• SOURCE EXTRACT:
══════
Many local people and those concerned about climate change were appalled about the idea of a new fossil-fuelled power station. Around 14,000 people objected to the application.

An amended application attracted 22,000 objections and plans were drawn up for a Public Local Inquiry. The government reporters for the inquiry held two session for the public ahead of the formal inquiry sessions, with several hundred people turning up.

The tide was turning against fossil fuels, with the only other coal-fired power station application in the UK, at Kingsnorth in Kent, being shelved in 2009. Seeing the weight of public opinion and following a change from support to opposition by North Ayrshire Council, the developers pulled the plug in June 2012, just before the public inquiry was due to get underway.

Uphill struggle against dirty developments

One of the big surprises for the local campaigners was that they would not be able to challenge the need for a new power station. They could talk about how high the fence was supposed to be, what colour the chimney was painted and how it might affect traffic.

But they could not point out that the 2009 Climate Act required us to reduce emissions, that Scottish electricity demand was actually falling or that there was a very rapid growth in renewable electricity. They could not express their concern that the coal might come from mines with terrible condition for miners.
══════
• RECORDS:
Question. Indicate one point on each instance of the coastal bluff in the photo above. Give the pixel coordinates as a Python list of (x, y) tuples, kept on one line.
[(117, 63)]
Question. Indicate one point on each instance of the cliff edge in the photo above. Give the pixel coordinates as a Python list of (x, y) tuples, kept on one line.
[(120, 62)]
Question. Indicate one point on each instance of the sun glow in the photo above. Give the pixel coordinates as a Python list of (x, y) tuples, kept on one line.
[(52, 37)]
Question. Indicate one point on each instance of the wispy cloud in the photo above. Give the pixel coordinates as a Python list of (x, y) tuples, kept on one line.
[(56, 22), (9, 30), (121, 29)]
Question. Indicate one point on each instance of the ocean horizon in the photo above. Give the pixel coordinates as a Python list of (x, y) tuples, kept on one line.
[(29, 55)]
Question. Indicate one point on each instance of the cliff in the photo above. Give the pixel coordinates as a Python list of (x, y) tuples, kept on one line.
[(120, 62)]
══════
• WHAT TO WORK ON:
• a. In the text about the campaign against the power station, how many objections did the amended application attract?
• b. Extend the text about the campaign against the power station, beginning right after its final sentence.

• ANSWERS TO EACH TASK:
• a. 22,000 objections.

• b.
The inquiry would be restricted to ‘local’ issues because the idea of a new power station at Hunterston was already deemed a strategic priority for Scotland. And that’s because it was in the current National Planning Framework, the government document that sets out, among other things, infrastructure plans of national importance.

Many times local objectors have found they have an uphill struggle to oppose a development near them because that field is designated in the local council’s plan for housing, or that bit of countryside is in the National Planning Framework for a motorway.

People mostly only hear about a proposed development near them when it comes in as a planning application but the time to really try to stop something objectionable might well have been several years earlier, when one of these strategic planning documents was being put together.

Creating a new National Planning Framework

The Scottish Government has begun the process of creating the next National Planning Framework, with a deadline last week for the first set of public inputs.

Key differences this time are that the new Framework will cover policies and priorities for 10 years, up from the five years of previous versions, and the whole thing will be subject to a vote in Parliament, after next year’s Scottish election.

The National Planning Framework is a key document in shaping our nation and it can be full of things which help deliver a low-carbon Scotland or it can perpetuate our current high-carbon ways.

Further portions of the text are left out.